### Complete the following
(A) Please copy the report on the Yi death rituals lecture word for word, from "More than 30" to "East Asian Studies.".
(B) Continue the report on the Yi death rituals lecture from its last sentence.

### Extract to read
......
University of Michigan Anthropology professor Erik Mueggler used death rituals by the Yi ethnic minority in southwest China to show how this group subjects the dead to a form of politics on Monday evening, as part of the anthropology department’s Distinguished Speaker Series.
More than 30 faculty members, undergraduate and graduate students attended the lecture, “Songs for Dead Parents: the Politics of a Minority Literature,” which was sponsored by the Confucius Institute at Emory, the Hightower Fund, the Russian and East Asian Languages and Cultures department and East Asian Studies.
Mueggler’s research focuses on ritual, religion, science and nature in China’s border regions as well as social and cultural theory, according to University of Michigan’s website.
Mueggler stated that the Yi in the 1950s in Zhi Zuo, China facilitated relations among the living. The dead were considered social beings and were thus subject to politics, he said.
Mueggler distinguished three main types of songs that describe the stages of death: first, the “cradling” of the soul until it is lifted; second, the “clothing” of the soul by monkey skins; third, the “return songs” in which the soul is returned to life.
The songs, according to Mueggler, illustrate the fundamentals of the politics of death, in which the dead must be controlled in order to give life to the living.
Throughout the lecture, Mueggler played clips from a recording of a rendition of part of a death ritual by an àpjp’ò — a “man who speaks” or a shaman. The death ritual example, in the form of a 72-verse speech, would have taken eight hours to perform and would have delivered a “massive construction project” at least once a year to build a world for the dead.
“The dead must be subjected to a regime of exchange and sacrifice,” Mueggler said. “It reflects the imperialism of life by which political and economic regimes keep the dead in control under the eyes of Ya Luo Wang [the king of the underworld].”
Although the tradition of reciting the poetic verse disappeared after the Great Leap Forward in China in the late 1950s, other funeral rituals still remain, Mueggler said.
The anthropology department invites at least two guest speakers from outside of Emory every academic year, according to Jenny Chio, an assistant professor of Anthropology and co-organizer of the Committee for the Distinguished Speaker Series. She explained that the department invited Mueggler as part of its seminar series, which invites one cultural anthropologist and one biological anthropologist.
......
### Supplied data

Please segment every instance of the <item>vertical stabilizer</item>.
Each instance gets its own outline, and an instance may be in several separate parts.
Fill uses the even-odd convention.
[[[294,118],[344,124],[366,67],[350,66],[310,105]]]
......
### Set of answers
(A)
More than 30 faculty members, undergraduate and graduate students attended the lecture, “Songs for Dead Parents: the Politics of a Minority Literature,” which was sponsored by the Confucius Institute at Emory, the Hightower Fund, the Russian and East Asian Languages and Cultures department and East Asian Studies.

(B)
“[Mueggler] is one of the most active and dynamic scholars of Chinese anthropology,” Chio said. “We invite guest speakers, because it is important for students to engage with the scholar, as opposed to just reading their works.”
Mueggler has published two books on the cultural history of China including The Age of Wild Ghosts: Memory, Violence and Place in Southwest China (2001) and The Paper Road: Archive and Experience in the Botanical Exploration of West China and Tibet (2011).
Chio said he hoped that the lecture would not only invoke students’ interest in modern Chinese culture but would also represent an anthropological perspective fused with different areas of learning.
“The first goal is that the lecture will increase the conversations and discussions on studies of contemporary China,” Chio said. “Secondly, it will present an anthropological perspective on religious texts, fusing ideas from the religion and East Asian studies departments.”
College sophomore Abbie Zhang, who attended the lecture for an anthropology class she is taking, described the lecture as interesting and new but also confusing.
“I was a little confused as [Mueggler] introduced terms I do not understand,” Zhang said. “The culture was very new to me and helped me to know more about minorities.”
College junior Joyce Guo said she found the talk personally relatable because of her nationality.
“I’m Chinese, but I have never heard of these people and learned a lot of new information,” Zhang said. But like Zhang, she also expressed her confusion. “There were so many terms, some of which I did not understand.”